→ **TASK GOAL**
Reproduce every entry below precisely. Pictures are excluded from the copy.

━━ RECORDS TO USE ━━

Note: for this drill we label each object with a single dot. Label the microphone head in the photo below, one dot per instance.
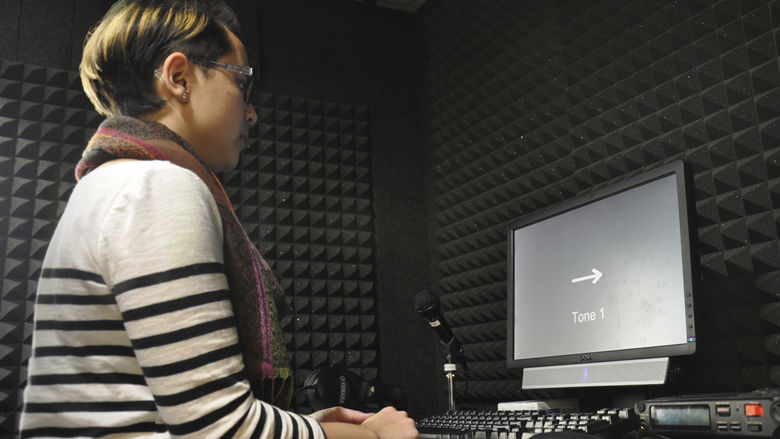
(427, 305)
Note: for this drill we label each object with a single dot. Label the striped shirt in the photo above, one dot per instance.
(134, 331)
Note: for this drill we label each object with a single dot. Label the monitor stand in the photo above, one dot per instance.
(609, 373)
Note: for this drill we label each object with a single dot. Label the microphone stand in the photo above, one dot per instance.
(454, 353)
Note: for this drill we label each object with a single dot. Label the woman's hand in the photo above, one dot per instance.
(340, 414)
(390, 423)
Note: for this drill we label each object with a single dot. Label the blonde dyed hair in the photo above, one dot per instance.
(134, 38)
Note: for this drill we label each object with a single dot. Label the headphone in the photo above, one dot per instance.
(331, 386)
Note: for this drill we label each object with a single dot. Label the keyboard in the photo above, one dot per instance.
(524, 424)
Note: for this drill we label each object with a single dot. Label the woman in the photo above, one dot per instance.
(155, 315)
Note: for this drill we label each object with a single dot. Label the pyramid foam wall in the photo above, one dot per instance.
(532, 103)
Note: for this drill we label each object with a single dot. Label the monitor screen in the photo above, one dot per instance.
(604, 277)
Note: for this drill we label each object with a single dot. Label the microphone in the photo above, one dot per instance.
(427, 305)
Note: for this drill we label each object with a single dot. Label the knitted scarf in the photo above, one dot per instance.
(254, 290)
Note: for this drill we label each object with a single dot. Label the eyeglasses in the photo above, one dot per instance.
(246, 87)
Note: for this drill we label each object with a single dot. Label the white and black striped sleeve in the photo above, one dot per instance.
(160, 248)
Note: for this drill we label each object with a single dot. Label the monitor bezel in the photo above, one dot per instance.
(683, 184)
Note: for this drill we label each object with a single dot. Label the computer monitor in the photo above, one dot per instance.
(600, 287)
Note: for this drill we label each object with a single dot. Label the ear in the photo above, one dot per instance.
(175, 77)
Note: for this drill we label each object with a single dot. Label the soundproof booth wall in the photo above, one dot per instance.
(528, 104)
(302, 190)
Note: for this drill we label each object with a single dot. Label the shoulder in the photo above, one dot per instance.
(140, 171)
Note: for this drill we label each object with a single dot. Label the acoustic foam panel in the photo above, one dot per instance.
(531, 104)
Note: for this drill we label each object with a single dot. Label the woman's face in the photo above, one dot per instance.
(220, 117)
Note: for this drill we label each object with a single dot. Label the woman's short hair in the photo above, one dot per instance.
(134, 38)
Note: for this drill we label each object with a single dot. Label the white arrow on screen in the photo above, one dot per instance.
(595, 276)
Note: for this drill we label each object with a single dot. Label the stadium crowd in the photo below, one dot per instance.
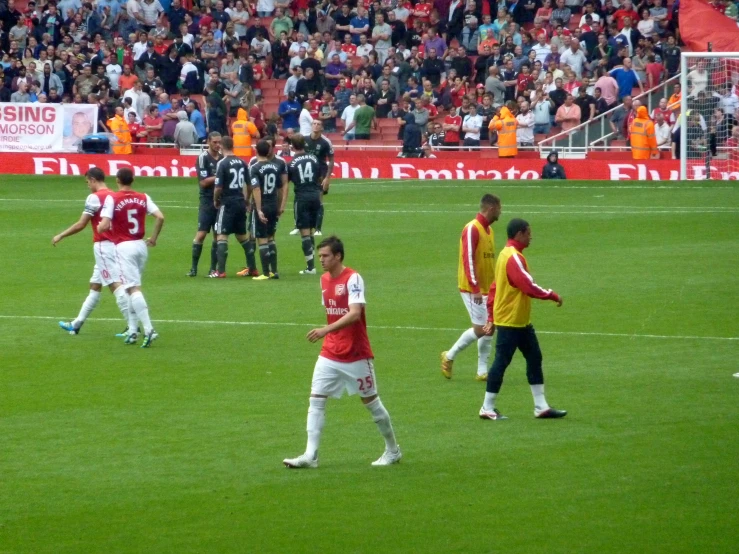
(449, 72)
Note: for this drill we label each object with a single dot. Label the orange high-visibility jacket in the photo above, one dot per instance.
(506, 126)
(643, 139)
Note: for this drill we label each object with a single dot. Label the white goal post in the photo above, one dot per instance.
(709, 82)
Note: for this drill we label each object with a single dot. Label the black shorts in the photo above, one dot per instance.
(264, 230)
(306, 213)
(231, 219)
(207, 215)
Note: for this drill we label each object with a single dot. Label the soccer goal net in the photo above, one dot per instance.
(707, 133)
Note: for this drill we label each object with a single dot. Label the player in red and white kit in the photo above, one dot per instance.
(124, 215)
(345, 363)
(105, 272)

━━━

→ **PROBLEM SOLUTION**
Note: for this drill we label each object with a single dot. Label the microphone head in the photo below, one dot per instance.
(427, 305)
Note: for this drill we label each object with a single dot. Label the striped shirt in the photo above, one dot per instance.
(134, 331)
Note: for this drill we label each object with a single dot. Label the monitor stand in the photo above, one dot per instance.
(609, 373)
Note: for this drill we label each object with a single dot. Label the microphone stand in the photo above, one dot per instance.
(454, 353)
Note: for this drill we label each object with a single dot. Label the woman's hand in the photo above, one dot per instance.
(340, 414)
(390, 423)
Note: for this drill we label each object with a single dot. Label the blonde dyed hair in the photo above, one dot per instance.
(134, 38)
Note: for this drill we label each object with a single dot. Label the headphone in the photo above, one dot per instance.
(331, 386)
Note: for this drill we label each object with a single dot. Label the keyboard in the photo above, one dot per instance.
(524, 424)
Note: for this drill we label each object with a single dot. Label the woman in the photo above, one dot per instance.
(155, 315)
Note: for this drill we label each object with a single dot. Label the pyramid foam wall in the photo above, one dot per instance.
(532, 103)
Note: for this drill we label each object with a single dot. Label the monitor screen in the photo above, one dot per instance.
(604, 277)
Note: for this drill we label each object with a single dot. Label the microphone in the photo above, one dot per instance.
(427, 305)
Note: for this drill we label each object with a single dot. Label the knitted scarf in the photo above, one dot per instance.
(254, 290)
Note: for this drill we label each object with a single dot. Label the eyeglasses in the photo above, one dot per instance.
(246, 87)
Note: for this drill we label each object with a single dot. Label the white and black striped sleeve in the photo above, one dot per instance.
(160, 248)
Note: for this drill we label each object with a single dot. Label the monitor bezel in the photo above, one dot per instance.
(683, 184)
Note: for this drill we label each object with a single dot. Label the computer monitor in the photo above, one dot per instance.
(600, 287)
Note: for this drill we label each object with a single dot. Label the ear in the photo above, one dot per instance.
(175, 77)
Note: for this drill we label each object with a single dot. Label the soundproof booth wall in the photo above, one dot per instance.
(528, 104)
(302, 190)
Note: for this drill we label each object with a single dot. Label the shoulder in the photo above, one dot per instance.
(140, 171)
Note: for this drill we label each object with a single dot. Label the acoustic foam panel in the photo above, one dot per instance.
(531, 104)
Note: for this drill we label each object with a single dot. Label the woman's face in the photo above, one dot per instance.
(220, 117)
Note: for this drill we label each object with a single dot. Label the woman's short hair in the photo above, one dot per instance.
(134, 38)
Note: for this drill we label each object with a single dot. Label the white arrow on screen in the photo above, one dot per instance.
(595, 276)
Note: for this drill we label each object with a single dot. Label the stadium crowd in the photo below, one dot per instance.
(449, 72)
Note: for this drill we label each object with a single dot. Label the orange high-visibility jacket in the photo above, one dot per instance.
(506, 126)
(643, 139)
Note: for this drill we label each object with a single dot. Label the white goal post in the photo above, one dot per instance.
(709, 82)
Note: for this drill we label each object with a single dot. Label the black shorts in the photo above, one dot per instance.
(264, 230)
(306, 213)
(231, 219)
(207, 215)
Note: for this drill we label each object with a single dot. Label the soccer goal net in the photo above, one dot per instance.
(707, 133)
Note: for this drill we label each object with a single dot. Label the player in red and white kit in the photo above, one dot per instance.
(124, 215)
(345, 363)
(105, 272)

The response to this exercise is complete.